Written problem: From the items below, pull out each line that contains the word "keypoint" and copy those lines without changes.

··· Data provided

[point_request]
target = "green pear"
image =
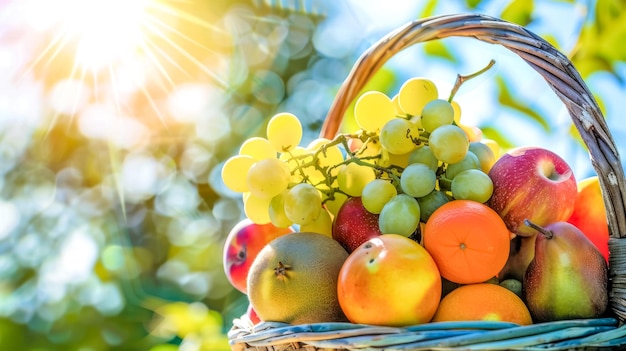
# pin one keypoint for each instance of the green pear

······
··· Data provided

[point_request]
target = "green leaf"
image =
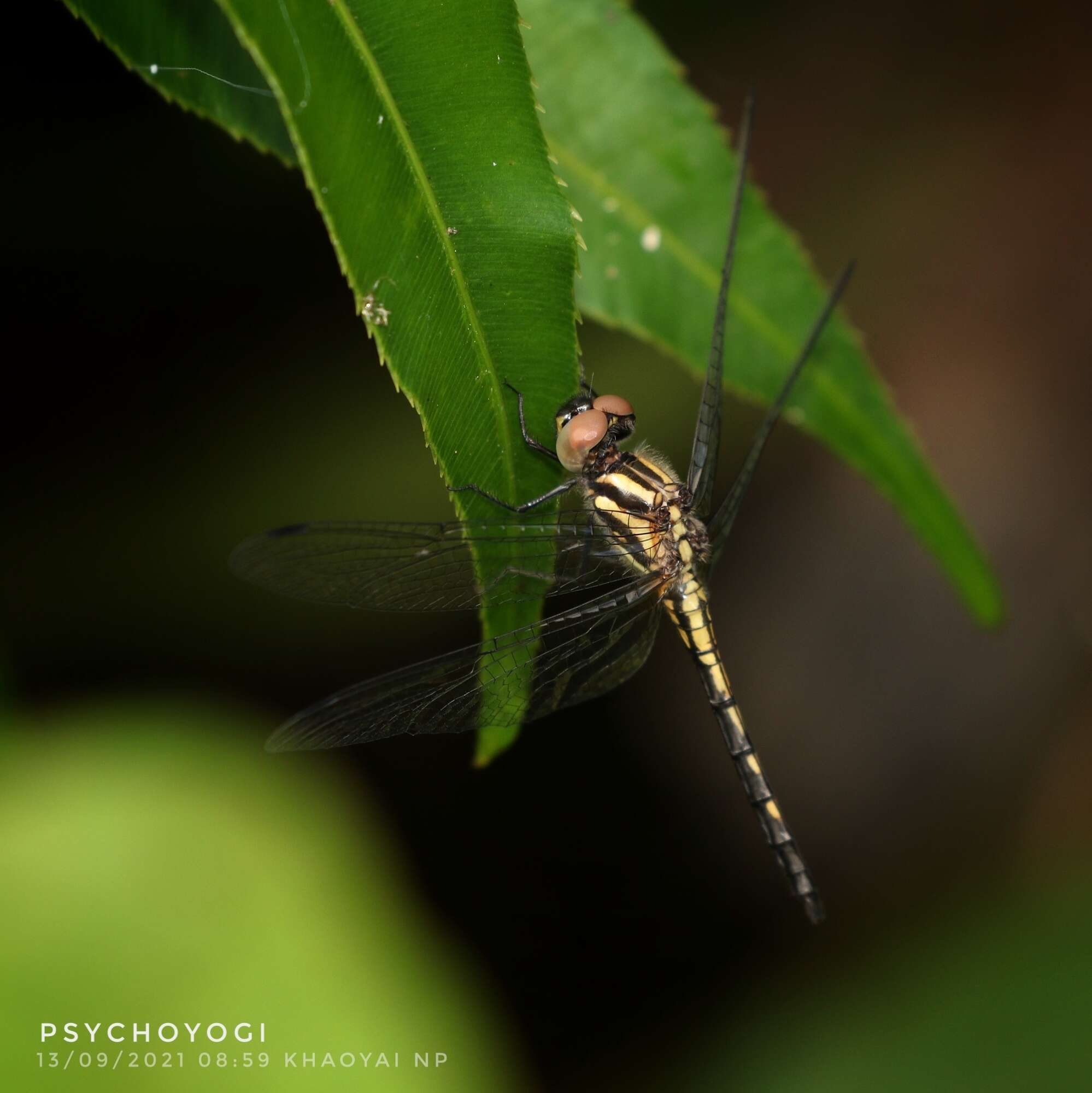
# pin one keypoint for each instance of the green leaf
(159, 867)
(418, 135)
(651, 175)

······

Exercise response:
# pin one keypoint for each instance of the green pear
# pin one keypoint for each instance of the green leaf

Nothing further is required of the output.